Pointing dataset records
════════
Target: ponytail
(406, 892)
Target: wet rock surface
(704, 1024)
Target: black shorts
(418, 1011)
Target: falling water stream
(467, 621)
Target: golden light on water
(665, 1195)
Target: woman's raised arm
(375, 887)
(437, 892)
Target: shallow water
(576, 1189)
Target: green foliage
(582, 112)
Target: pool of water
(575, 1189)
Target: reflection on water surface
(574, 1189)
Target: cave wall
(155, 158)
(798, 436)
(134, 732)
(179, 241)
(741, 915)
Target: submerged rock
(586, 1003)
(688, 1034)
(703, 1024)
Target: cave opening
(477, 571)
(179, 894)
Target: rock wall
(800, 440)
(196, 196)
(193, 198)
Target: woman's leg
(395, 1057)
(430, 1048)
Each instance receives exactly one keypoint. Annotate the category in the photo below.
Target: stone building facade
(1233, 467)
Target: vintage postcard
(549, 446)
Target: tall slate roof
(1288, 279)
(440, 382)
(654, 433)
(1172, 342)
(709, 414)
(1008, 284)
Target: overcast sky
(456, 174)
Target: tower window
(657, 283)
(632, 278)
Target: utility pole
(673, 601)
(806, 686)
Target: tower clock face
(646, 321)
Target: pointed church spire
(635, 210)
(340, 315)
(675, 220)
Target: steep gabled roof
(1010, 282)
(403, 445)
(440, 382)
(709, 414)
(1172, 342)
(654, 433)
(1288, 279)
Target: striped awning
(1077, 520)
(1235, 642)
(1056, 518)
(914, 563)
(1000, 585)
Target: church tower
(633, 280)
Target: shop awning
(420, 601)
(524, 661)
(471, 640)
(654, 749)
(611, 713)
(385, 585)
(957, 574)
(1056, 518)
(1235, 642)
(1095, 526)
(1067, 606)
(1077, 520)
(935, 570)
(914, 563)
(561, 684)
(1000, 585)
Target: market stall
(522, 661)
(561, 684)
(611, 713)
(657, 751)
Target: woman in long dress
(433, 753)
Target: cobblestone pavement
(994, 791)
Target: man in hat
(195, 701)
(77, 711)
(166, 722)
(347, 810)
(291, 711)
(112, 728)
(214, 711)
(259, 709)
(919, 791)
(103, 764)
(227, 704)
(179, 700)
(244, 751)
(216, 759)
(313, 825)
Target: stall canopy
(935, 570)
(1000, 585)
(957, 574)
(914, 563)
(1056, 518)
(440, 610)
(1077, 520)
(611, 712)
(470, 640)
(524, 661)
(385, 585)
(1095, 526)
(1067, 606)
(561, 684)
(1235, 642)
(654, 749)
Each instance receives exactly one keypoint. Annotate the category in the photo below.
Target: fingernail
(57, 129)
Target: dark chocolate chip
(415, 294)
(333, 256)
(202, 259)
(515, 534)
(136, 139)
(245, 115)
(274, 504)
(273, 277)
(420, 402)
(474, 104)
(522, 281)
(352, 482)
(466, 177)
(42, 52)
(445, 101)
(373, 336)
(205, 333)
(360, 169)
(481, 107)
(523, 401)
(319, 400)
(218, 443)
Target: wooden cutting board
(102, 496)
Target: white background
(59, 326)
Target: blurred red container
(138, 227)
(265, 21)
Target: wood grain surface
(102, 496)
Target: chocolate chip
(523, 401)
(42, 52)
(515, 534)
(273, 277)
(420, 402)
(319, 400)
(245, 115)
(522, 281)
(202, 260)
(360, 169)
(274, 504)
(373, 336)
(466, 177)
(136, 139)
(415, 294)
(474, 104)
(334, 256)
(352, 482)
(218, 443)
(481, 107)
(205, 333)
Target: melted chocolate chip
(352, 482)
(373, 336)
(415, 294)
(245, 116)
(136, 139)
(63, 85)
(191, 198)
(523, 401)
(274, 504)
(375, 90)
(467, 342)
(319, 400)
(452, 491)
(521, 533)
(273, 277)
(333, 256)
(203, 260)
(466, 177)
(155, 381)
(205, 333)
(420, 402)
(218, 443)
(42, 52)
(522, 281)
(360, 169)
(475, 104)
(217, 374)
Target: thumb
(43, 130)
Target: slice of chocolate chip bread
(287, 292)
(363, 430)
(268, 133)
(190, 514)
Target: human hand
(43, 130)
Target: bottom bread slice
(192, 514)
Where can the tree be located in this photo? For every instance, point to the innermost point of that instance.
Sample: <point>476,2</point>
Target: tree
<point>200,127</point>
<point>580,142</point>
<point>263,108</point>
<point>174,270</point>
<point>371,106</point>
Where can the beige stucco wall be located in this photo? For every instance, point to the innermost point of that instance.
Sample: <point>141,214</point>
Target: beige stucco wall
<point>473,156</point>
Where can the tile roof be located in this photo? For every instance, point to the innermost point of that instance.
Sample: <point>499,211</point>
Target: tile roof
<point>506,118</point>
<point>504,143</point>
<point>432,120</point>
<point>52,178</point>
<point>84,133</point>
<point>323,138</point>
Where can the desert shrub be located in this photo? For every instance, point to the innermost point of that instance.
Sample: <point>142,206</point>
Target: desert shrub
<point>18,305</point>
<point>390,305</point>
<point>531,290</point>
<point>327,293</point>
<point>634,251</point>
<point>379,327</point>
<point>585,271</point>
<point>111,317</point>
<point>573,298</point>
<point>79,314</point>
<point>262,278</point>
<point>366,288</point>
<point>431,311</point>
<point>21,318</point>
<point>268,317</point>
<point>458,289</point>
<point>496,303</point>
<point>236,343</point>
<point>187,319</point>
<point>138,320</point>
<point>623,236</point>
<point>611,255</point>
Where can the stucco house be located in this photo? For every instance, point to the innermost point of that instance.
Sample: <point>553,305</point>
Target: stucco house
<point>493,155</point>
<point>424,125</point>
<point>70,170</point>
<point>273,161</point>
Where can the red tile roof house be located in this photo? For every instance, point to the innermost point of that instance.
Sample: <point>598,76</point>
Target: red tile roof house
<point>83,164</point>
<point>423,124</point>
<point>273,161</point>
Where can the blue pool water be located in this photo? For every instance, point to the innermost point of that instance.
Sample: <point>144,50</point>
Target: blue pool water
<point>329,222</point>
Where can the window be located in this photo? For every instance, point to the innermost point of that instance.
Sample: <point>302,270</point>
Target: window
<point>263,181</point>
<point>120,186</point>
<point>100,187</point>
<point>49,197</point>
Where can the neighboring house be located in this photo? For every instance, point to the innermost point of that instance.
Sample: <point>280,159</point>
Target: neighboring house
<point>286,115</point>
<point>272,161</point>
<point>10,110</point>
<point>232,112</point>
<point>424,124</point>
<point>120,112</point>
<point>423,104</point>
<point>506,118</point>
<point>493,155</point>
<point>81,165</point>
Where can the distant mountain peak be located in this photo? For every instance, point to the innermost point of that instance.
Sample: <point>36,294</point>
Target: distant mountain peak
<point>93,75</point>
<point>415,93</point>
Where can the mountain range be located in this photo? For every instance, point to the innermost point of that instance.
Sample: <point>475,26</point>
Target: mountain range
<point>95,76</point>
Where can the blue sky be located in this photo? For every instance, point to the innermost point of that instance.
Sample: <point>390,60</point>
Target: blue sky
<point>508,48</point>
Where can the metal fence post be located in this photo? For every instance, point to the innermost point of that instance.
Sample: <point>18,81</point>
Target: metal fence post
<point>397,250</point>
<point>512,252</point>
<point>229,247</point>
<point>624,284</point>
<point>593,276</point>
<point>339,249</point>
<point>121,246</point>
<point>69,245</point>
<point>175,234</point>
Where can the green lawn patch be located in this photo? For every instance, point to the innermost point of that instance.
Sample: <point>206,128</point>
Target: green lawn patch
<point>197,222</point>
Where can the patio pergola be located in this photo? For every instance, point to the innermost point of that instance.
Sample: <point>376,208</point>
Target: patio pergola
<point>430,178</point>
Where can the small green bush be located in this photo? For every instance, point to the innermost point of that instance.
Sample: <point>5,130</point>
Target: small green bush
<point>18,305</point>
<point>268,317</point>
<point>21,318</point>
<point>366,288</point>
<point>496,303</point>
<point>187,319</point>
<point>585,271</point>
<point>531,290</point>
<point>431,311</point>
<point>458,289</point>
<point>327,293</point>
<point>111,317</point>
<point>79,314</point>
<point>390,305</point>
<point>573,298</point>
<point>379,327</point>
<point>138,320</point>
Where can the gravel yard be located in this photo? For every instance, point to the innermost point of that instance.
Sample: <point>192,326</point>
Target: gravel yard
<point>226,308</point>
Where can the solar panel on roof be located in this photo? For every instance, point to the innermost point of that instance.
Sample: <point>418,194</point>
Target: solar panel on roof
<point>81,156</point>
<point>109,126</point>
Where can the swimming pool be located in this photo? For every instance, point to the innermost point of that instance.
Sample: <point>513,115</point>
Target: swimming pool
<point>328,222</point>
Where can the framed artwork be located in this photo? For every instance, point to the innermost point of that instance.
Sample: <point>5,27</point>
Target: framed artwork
════════
◆ **REQUIREMENT**:
Copy the items word for word, from the very first line up to and including the line that contains "(430, 1048)".

◆ **RESULT FOR THIS TASK**:
Target: ponytail
(406, 892)
Target: wet rock surface
(704, 1024)
Target: black shorts
(418, 1011)
Target: falling water stream
(467, 621)
Target: golden light on water
(665, 1195)
Target: woman's raised arm
(375, 887)
(437, 892)
Target: shallow water
(576, 1189)
Target: green foliage
(582, 112)
Target: pool of water
(575, 1189)
Target: reflection on water surface
(574, 1189)
Target: cave wall
(155, 158)
(798, 436)
(134, 732)
(179, 241)
(741, 915)
Target: submerged rock
(586, 1003)
(688, 1034)
(703, 1024)
Target: cave opening
(477, 571)
(179, 894)
Target: rock wall
(800, 440)
(196, 196)
(193, 198)
Target: woman's leg
(395, 1057)
(430, 1048)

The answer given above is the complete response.